Objective => Nothing but the lines from the one that contains "of the vegetation" through the end of the listing should appear, set down exactly.

Given data =>

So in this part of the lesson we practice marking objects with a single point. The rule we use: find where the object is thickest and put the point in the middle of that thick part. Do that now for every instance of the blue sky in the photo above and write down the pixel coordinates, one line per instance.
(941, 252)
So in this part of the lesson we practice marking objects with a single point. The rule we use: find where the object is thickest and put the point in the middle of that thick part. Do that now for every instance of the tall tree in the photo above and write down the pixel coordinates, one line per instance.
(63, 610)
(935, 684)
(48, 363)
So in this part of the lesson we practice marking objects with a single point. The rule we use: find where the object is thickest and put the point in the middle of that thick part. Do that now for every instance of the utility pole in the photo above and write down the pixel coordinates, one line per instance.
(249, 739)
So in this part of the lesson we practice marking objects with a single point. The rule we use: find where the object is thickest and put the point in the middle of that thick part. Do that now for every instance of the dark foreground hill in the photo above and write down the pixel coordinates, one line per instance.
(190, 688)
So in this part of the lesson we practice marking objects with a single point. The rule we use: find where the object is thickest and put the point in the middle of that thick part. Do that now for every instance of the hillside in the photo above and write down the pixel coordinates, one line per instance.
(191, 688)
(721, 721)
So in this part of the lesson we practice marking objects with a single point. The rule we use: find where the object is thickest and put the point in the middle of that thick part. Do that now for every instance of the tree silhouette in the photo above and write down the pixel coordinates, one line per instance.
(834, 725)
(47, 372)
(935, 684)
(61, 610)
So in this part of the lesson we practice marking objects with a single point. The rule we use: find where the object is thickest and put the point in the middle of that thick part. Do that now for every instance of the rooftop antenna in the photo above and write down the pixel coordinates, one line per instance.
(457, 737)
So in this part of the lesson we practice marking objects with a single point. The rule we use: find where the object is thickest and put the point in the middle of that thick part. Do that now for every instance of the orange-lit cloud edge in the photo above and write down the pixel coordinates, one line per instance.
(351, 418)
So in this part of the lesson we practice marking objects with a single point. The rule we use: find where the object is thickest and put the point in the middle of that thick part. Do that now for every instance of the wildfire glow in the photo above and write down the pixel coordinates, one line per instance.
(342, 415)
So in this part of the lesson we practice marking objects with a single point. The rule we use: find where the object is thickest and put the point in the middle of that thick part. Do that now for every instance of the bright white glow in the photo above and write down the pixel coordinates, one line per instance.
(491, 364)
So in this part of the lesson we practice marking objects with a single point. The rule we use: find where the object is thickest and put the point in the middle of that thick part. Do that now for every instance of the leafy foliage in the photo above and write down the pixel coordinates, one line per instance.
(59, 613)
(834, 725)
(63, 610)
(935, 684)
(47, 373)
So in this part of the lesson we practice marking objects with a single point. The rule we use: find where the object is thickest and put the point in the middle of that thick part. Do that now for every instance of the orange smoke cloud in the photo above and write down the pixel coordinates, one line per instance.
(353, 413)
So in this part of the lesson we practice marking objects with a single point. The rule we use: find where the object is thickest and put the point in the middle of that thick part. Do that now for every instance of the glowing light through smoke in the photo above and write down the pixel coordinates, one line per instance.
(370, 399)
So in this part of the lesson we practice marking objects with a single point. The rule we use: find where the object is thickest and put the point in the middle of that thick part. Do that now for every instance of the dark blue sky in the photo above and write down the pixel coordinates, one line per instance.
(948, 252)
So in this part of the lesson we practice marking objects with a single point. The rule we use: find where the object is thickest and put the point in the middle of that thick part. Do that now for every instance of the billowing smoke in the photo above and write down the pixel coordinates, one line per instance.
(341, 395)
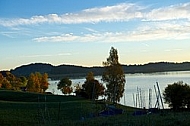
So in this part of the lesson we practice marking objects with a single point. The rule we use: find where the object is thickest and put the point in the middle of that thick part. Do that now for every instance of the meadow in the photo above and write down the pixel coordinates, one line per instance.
(33, 109)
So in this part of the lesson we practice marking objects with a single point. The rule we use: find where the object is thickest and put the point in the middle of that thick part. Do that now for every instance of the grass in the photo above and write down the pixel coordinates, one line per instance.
(23, 108)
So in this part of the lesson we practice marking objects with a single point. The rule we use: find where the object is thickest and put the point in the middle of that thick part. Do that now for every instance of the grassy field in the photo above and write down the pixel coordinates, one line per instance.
(33, 109)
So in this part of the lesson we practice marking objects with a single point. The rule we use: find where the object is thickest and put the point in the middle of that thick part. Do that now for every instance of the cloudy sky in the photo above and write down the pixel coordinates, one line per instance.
(82, 32)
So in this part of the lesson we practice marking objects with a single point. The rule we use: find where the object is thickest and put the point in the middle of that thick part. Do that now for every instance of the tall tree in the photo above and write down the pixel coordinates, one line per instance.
(177, 95)
(92, 87)
(65, 86)
(114, 77)
(44, 82)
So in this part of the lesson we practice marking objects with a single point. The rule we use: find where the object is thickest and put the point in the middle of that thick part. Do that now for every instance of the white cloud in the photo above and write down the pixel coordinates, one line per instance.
(120, 12)
(142, 34)
(117, 13)
(174, 12)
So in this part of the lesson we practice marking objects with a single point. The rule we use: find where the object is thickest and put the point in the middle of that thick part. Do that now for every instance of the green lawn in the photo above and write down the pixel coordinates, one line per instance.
(30, 109)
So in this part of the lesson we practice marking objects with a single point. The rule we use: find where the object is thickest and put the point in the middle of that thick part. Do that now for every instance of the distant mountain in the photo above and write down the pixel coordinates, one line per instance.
(57, 72)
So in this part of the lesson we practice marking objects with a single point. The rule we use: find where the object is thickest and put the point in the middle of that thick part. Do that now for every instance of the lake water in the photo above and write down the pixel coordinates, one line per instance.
(137, 86)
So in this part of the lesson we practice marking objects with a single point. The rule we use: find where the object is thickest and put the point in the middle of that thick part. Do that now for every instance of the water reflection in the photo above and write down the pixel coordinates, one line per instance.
(133, 81)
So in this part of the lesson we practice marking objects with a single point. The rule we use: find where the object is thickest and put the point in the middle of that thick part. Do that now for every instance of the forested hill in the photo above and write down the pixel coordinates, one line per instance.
(56, 72)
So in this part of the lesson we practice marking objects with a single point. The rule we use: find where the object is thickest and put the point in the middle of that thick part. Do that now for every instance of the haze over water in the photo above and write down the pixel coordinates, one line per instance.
(143, 82)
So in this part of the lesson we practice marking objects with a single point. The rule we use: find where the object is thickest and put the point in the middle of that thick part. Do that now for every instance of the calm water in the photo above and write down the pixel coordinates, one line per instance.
(143, 82)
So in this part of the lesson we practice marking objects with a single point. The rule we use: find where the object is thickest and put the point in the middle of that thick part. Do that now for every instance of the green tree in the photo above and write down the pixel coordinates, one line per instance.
(114, 77)
(177, 95)
(14, 81)
(92, 87)
(65, 86)
(44, 82)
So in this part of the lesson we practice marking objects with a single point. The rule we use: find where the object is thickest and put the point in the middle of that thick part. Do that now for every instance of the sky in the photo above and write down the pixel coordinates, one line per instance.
(83, 32)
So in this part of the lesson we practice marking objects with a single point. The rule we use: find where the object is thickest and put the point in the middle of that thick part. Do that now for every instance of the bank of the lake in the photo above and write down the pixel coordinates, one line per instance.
(143, 82)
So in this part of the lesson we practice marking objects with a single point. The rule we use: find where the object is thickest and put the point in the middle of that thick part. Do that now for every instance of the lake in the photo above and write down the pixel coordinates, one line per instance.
(137, 86)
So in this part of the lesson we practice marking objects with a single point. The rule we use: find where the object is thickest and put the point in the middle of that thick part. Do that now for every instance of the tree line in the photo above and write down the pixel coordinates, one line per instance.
(113, 76)
(177, 95)
(72, 71)
(36, 82)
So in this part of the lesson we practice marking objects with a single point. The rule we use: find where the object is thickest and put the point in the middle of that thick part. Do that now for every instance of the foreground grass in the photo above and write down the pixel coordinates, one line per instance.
(22, 108)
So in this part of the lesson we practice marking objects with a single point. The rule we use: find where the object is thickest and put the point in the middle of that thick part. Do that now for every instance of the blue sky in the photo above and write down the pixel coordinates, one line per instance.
(82, 32)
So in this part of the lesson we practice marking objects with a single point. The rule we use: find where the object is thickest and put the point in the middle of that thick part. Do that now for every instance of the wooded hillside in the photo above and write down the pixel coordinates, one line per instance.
(57, 72)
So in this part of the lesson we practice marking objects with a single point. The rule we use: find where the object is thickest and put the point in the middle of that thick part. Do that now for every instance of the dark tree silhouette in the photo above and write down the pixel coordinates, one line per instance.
(92, 87)
(114, 77)
(177, 95)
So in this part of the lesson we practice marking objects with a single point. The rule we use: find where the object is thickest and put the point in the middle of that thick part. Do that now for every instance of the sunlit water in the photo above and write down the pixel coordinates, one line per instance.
(143, 82)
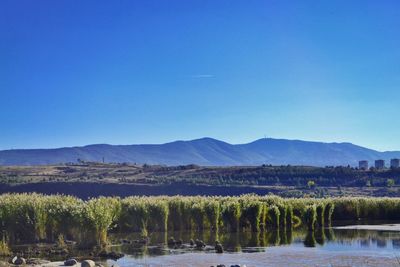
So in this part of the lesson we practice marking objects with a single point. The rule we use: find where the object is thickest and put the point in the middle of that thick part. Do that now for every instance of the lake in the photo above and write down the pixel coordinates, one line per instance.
(332, 247)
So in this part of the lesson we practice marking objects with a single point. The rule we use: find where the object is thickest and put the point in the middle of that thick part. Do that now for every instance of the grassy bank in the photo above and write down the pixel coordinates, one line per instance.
(33, 217)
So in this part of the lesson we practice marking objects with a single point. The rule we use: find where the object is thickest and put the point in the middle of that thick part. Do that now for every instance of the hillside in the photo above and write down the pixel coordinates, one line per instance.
(205, 152)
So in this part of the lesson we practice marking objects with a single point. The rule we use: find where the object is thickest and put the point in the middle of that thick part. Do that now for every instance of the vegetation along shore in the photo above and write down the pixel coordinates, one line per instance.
(28, 218)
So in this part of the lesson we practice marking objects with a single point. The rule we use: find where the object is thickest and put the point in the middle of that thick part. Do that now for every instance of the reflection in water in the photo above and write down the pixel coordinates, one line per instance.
(327, 238)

The result =>
So in this part of the lesson we practice marking objects with a single point. The rule we use: find where the object is thickest and put the point in the middle of that thick part. Do that now for every instance of the vegetation along shore in the photo above and write down the pixel coordinates, one line per instance.
(28, 218)
So in this part of the lesson we practice marking objects with a single point. The rule we use: find where the object is thickest and put the point in the middle of that thick part. Do that now for every instance of the reflection in water in the photo above and write down the pixel coordinates, one line per instance.
(327, 238)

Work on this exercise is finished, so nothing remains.